■ THE TASK
Copy out every line of the listing in which "side" appears.

■ RECORDS PROVIDED
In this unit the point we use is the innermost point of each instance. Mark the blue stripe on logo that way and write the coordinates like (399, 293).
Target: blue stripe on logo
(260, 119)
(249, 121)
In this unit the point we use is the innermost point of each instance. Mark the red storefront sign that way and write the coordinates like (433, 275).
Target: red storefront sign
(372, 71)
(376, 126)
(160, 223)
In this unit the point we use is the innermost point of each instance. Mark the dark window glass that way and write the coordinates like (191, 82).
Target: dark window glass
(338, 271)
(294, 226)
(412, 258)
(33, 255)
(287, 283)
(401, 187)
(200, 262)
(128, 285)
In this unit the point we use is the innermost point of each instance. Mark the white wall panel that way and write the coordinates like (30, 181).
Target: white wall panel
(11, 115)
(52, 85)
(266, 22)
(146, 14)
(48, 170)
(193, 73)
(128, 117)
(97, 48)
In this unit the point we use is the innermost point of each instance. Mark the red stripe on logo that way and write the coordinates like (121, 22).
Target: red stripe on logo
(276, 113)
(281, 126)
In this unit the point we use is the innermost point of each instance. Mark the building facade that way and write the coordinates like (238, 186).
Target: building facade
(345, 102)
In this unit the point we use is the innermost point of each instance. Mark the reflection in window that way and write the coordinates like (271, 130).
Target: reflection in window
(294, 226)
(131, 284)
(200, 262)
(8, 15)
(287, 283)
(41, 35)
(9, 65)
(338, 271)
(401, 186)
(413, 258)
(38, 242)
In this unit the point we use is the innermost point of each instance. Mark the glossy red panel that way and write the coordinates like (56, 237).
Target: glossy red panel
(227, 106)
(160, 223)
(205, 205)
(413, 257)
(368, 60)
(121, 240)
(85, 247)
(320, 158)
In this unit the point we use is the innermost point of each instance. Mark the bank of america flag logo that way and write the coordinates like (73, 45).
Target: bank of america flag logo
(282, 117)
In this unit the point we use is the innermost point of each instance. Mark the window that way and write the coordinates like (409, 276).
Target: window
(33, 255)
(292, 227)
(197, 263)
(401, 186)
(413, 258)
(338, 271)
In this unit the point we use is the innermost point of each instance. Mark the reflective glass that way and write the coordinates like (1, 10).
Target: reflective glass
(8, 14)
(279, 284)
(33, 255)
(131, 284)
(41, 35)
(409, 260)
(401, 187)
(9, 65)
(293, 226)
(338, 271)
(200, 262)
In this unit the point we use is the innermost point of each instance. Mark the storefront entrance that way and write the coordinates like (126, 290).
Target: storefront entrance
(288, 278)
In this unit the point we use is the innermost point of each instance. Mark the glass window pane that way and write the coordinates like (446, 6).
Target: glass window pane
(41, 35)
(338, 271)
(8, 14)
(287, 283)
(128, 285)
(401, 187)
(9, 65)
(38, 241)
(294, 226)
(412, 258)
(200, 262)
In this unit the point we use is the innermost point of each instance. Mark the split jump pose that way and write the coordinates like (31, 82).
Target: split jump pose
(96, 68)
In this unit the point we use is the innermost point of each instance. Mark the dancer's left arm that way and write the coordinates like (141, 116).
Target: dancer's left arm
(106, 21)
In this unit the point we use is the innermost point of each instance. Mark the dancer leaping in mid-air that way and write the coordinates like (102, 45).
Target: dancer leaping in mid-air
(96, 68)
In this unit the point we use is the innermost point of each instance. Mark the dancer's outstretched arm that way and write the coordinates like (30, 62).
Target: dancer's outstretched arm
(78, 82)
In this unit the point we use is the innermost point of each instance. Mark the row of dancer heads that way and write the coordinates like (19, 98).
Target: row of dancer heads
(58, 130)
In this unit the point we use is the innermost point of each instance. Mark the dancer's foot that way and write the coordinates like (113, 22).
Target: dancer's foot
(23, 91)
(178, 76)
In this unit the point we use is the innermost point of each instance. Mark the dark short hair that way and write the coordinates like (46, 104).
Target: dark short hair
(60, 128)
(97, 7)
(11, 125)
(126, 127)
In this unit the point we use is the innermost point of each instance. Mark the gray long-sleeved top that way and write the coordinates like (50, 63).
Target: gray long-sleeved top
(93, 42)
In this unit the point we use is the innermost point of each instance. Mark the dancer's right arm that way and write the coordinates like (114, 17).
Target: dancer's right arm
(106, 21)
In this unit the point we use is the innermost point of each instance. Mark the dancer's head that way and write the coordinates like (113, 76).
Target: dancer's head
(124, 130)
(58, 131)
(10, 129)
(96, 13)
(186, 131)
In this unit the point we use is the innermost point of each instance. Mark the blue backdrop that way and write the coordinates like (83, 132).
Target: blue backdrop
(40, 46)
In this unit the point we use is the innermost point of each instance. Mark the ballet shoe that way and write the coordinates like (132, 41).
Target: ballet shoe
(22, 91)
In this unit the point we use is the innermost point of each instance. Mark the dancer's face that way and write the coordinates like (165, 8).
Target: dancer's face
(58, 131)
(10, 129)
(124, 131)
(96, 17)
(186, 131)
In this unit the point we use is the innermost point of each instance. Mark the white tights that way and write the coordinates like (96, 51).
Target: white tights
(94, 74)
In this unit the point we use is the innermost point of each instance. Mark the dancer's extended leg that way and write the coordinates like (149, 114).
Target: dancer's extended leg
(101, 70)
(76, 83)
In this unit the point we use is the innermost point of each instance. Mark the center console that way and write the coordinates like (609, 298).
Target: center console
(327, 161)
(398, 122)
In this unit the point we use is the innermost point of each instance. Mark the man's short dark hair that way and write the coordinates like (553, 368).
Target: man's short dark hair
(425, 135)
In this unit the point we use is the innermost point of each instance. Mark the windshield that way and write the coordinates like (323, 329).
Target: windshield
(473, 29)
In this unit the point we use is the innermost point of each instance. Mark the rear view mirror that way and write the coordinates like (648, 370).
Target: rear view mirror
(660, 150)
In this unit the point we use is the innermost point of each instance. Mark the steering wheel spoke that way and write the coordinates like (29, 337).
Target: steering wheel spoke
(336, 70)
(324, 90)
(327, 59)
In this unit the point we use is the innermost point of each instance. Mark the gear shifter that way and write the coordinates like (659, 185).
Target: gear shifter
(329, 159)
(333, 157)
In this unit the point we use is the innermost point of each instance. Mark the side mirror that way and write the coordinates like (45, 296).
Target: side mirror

■ ANSWER
In this unit the point we use is the innermost point of each instance. Mark the side mirror that way and write the coordinates like (45, 296).
Target: side mirror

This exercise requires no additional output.